BLOCO DE TEXTO

= = =

Vi uma foto do Nero e do Maurício no Jornal Bão de Prosa outro
dia, e me lembrei que nunca houve aulas mais divertidas do que nas salas onde
esses moleques estudavam. O Jorge, a Joelma, o Dinho & Companhia conseguiam
afugentar o clima austero de qualquer disciplina. Uma vez, depois da chuva, estavam
o Jorge Pio, o Nero do Zé Costela, o Neuder do Mário Rocha e mais uns meninos
do povo do Cirino bem ali no passeio, de frente o bar do Gêra.
O que estavam fazendo?? Tinham colocado um cigarro na boca do
sapo, e esperavam pra ver o bicho estourar! Do outro lado da rua na barbearia
do Donato, todo mundo ficou na expectativa...
Certa vez os filhos mais velhos do Gêra aprontaram com o Donato.
Lembra do Donato? Era um barbeiro que nas horas vagas também consertava
relógios. Conseguia fazer o balancim do relógio funcionar de novo, mas usava no
peito um marca-passo – o qual ele não pôde consertar e que lhe ceifou a vida
muito cedo – uma pena! Pois é, certa vez prepararam um prato bem temperado,
decerto havia farinha com pedaços de carne e aparência bem apetitosa... E o Donato
sempre dizia que não comia qualquer coisa, mas naquele dia entrou de cara
virada na panela. Depois contaram pra ele que aquilo era um cozido feito com o
“membro” do boi... Essa estória eu fiquei sabendo porque estava outro dia
cortando cabelo no salão do Donato e fiquei ouvindo a conversa deles depois
dessa brincadeira! Aí só deu gente tirando sarro!
E assim se passaram os anos! Mudei-me pra Cidade Nova, mas
descia todos os dias pra comprar leite no ponto de vendas da Teresinha Parula.
Às vezes, cruzava o caminho com o Cláudio do Zé Dama, que também descia pro
centro todos os dias com a vasilha de leite. O Cláudio era um homem-moleque, um
rapaz que nunca cresceu por dentro e conservou a inocência infantil dentro da
alma.
O Dão que trabalhava por ali, vendeu o açougue pro Zé Lair e
comprou uma carroça. Também se mudou da Av.Brasil e foi morar lá no final da
Rua 3 de Fevereiro. A gente sabia onde o
Dão estava a qualquer hora do dia! Bastava prestar atenção e escutar... Quando
o Dão conversava, toda rua ouvia sua voz possante! E o Dão ia guiando a carroça
e gritando alto com todo mundo na rua. E assim o tempo passou...

= = =

DADOS
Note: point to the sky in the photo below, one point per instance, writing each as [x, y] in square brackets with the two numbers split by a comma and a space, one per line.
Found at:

= = =

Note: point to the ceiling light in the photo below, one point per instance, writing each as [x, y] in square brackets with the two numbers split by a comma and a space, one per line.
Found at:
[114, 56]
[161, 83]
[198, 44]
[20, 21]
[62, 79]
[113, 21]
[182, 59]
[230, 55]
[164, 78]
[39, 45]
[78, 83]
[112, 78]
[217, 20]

= = =

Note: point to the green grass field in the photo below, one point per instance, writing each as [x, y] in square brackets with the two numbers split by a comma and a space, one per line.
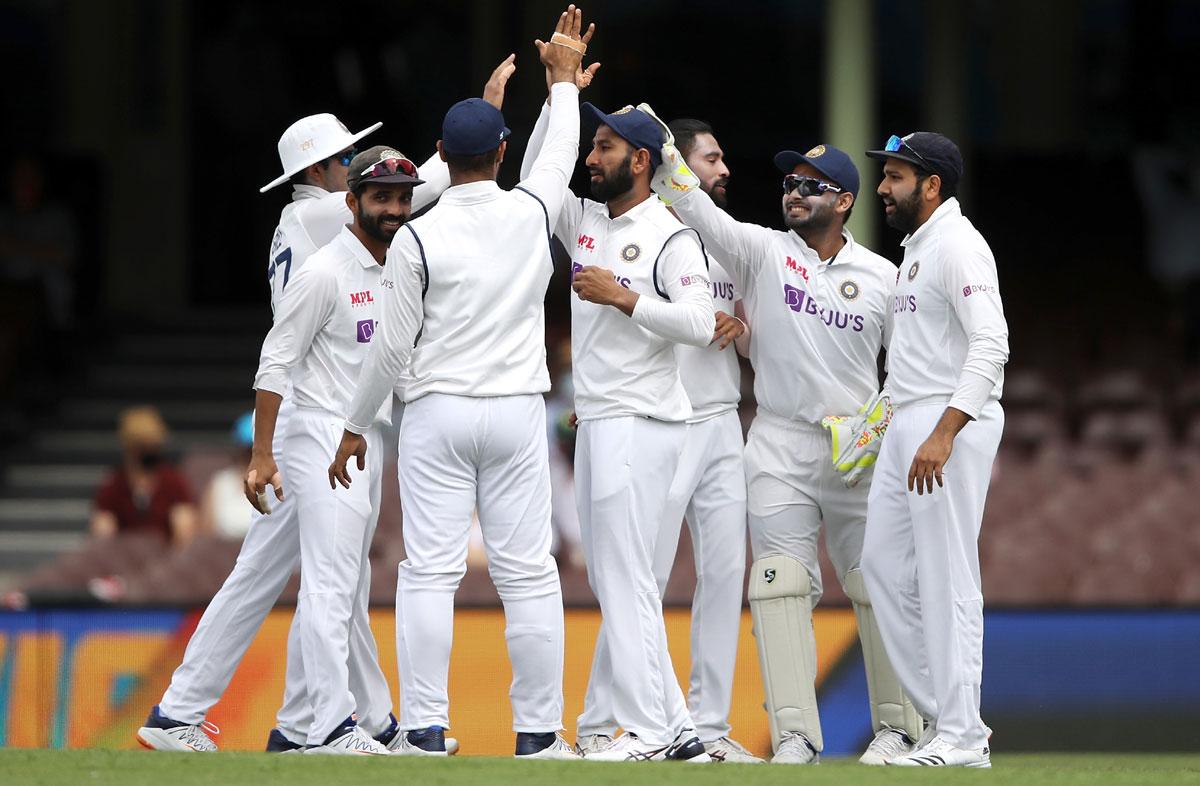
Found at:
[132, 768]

= = =

TAREFAS
(1) Reproduza o trecho do bloco de texto que abre com as palavras contendo "O que estavam" e fecha com "com o Donato.".
(2) De acordo com o bloco de texto, que ofício o barbeiro Donato exercia nas horas vagas?

RESPOSTAS DAS TAREFAS
(1)
O que estavam fazendo?? Tinham colocado um cigarro na boca do
sapo, e esperavam pra ver o bicho estourar! Do outro lado da rua na barbearia
do Donato, todo mundo ficou na expectativa...
Certa vez os filhos mais velhos do Gêra aprontaram com o Donato.

(2) Consertava relógios.